• _Задание_
Измените в данных всё от строки с «Category: alligator jaw» вниз до строки с «pixel 432 146» включительно: замените «apartment building» на «office building», а всё прочее в этих строках оставьте без изменений, и выведите только их. Картинки в ответ не включайте.

• _Исходные данные_

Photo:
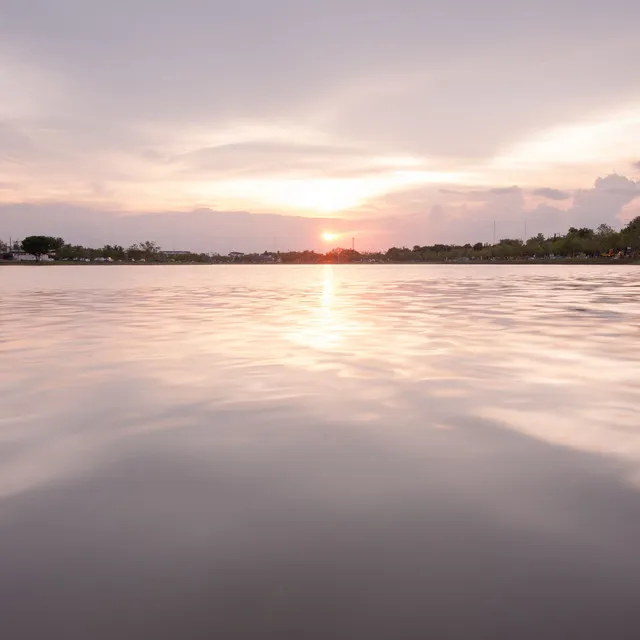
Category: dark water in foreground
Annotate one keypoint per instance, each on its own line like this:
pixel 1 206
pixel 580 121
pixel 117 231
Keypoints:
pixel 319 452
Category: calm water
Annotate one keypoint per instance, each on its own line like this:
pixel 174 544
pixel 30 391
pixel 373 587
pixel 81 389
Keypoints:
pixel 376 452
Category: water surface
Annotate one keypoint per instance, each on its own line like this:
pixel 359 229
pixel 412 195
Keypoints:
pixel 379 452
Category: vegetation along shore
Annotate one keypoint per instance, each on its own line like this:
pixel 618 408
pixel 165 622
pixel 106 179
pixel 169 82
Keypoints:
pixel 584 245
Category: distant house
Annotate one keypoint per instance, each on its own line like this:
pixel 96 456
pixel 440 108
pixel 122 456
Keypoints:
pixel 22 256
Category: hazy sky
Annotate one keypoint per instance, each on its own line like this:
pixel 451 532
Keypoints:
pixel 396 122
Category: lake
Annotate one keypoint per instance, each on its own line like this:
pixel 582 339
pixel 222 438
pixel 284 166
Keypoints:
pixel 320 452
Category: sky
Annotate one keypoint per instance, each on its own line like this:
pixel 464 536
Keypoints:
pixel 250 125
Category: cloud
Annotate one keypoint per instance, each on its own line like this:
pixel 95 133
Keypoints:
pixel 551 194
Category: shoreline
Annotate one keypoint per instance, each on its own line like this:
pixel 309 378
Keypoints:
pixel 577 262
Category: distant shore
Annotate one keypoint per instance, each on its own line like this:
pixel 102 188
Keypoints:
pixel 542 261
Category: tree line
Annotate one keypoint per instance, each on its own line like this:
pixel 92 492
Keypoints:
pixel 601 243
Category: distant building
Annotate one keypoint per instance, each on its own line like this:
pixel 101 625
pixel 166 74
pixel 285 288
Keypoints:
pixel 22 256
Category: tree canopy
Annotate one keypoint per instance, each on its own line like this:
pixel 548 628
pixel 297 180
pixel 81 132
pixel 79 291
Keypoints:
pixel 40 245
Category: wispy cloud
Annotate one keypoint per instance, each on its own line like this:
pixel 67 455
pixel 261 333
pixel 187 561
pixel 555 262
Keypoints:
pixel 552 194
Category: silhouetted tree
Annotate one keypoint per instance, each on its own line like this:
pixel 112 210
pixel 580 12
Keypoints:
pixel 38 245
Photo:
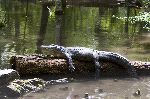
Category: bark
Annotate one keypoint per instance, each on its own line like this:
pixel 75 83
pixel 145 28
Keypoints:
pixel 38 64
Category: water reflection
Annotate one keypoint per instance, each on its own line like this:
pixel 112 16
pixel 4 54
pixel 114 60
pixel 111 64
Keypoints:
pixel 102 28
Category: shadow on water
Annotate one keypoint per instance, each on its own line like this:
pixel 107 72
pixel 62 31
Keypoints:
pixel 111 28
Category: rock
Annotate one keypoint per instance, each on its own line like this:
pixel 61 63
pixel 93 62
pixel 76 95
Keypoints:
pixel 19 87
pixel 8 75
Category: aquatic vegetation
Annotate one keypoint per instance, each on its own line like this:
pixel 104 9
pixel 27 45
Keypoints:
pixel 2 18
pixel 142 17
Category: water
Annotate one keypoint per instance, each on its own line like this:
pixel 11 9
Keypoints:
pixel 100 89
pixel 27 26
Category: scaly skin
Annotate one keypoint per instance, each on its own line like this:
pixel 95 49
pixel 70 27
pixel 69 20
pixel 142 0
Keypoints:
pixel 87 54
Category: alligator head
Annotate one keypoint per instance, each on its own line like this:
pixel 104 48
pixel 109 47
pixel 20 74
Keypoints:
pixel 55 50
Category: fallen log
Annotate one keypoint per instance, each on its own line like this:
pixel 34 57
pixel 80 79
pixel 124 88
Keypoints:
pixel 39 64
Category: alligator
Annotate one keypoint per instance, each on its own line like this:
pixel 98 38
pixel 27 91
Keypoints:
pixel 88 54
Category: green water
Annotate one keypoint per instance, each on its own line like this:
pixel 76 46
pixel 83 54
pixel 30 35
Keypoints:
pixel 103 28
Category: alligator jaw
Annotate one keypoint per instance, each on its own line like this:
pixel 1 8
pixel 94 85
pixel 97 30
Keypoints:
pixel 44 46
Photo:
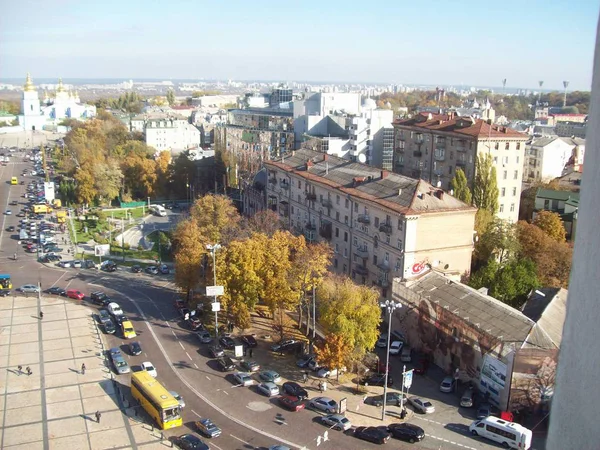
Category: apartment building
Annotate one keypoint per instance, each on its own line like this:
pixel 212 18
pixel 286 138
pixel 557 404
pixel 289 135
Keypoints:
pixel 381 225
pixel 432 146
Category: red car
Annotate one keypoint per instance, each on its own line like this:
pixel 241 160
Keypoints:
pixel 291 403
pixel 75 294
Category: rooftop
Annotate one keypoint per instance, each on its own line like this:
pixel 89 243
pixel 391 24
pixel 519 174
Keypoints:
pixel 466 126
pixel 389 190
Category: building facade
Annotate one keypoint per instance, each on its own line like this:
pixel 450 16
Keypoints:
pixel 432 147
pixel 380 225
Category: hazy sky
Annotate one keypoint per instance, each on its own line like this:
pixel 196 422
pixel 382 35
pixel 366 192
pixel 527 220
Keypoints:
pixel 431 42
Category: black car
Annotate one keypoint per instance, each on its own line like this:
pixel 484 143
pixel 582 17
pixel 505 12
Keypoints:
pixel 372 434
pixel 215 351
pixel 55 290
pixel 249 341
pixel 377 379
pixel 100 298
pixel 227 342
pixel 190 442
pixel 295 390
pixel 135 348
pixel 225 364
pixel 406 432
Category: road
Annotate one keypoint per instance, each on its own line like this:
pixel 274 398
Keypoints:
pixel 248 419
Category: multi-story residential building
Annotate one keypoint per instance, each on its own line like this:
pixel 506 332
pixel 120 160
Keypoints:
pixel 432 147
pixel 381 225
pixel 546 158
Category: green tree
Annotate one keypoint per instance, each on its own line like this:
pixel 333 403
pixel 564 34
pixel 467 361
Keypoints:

==

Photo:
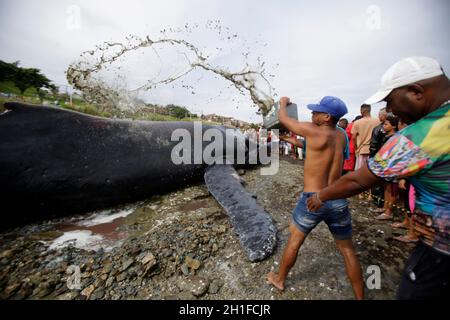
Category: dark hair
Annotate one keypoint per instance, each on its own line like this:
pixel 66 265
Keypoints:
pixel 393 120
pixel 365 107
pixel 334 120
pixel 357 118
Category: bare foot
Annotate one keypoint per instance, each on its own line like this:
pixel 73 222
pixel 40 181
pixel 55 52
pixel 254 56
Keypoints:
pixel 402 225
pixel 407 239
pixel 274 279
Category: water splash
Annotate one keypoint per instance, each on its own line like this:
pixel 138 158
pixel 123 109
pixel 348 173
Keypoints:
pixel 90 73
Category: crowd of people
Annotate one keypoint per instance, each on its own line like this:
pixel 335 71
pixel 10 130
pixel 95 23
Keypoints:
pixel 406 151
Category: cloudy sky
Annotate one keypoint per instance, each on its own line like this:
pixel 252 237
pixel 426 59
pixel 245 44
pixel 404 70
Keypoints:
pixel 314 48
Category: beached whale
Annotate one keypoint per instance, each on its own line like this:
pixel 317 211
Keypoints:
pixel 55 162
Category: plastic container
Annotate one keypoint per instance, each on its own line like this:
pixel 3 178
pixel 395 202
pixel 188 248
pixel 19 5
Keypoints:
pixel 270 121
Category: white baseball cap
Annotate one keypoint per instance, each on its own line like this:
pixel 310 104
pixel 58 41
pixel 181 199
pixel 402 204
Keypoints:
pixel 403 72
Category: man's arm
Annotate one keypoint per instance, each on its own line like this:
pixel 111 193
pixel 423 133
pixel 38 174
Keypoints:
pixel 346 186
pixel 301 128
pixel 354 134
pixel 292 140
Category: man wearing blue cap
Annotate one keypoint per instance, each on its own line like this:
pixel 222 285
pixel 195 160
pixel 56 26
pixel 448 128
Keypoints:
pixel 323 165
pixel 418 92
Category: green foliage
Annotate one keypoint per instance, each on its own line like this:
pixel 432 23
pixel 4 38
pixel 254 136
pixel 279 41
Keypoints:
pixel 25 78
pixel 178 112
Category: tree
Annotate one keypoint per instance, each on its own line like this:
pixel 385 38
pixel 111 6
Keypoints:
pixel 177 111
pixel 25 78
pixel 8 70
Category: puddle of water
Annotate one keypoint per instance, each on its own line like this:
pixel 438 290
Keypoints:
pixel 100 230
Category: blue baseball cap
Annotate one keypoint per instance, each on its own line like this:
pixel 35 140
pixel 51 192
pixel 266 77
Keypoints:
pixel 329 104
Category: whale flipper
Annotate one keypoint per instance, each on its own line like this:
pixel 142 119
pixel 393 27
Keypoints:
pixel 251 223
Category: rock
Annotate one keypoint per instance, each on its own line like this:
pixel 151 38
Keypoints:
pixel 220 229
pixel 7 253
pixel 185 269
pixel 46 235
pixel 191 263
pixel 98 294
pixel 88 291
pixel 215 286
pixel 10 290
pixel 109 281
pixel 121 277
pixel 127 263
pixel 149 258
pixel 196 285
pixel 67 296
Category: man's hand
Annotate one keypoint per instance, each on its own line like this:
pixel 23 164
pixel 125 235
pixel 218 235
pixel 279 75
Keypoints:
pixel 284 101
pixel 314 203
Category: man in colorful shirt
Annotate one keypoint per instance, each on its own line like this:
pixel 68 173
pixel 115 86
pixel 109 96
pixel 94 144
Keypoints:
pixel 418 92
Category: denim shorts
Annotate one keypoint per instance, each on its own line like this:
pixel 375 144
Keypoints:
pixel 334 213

* * *

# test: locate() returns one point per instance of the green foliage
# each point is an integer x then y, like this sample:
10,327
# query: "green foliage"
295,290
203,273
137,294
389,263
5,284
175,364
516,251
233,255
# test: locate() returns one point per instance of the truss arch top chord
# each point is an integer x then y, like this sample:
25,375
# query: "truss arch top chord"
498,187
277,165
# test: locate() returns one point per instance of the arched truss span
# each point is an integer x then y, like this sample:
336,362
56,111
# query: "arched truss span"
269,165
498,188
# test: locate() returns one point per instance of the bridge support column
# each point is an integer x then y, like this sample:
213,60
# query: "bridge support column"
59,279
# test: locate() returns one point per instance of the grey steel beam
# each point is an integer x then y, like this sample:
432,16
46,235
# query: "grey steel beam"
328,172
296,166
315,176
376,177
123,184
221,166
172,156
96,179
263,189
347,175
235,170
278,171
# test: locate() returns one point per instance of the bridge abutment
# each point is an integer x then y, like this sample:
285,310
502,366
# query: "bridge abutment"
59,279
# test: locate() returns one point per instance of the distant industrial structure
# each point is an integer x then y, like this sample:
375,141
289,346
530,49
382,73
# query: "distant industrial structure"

• _Решение задания_
Category: alligator jaw
Annotate one keypoint per instance, each on its own line like this:
pixel 1 8
pixel 94 85
pixel 97 30
Keypoints:
pixel 44 46
Photo:
Category: office building
Annotate one keypoint per instance, each on its own line like this:
pixel 212 18
pixel 286 138
pixel 557 404
pixel 289 135
Keypoints:
pixel 381 225
pixel 432 146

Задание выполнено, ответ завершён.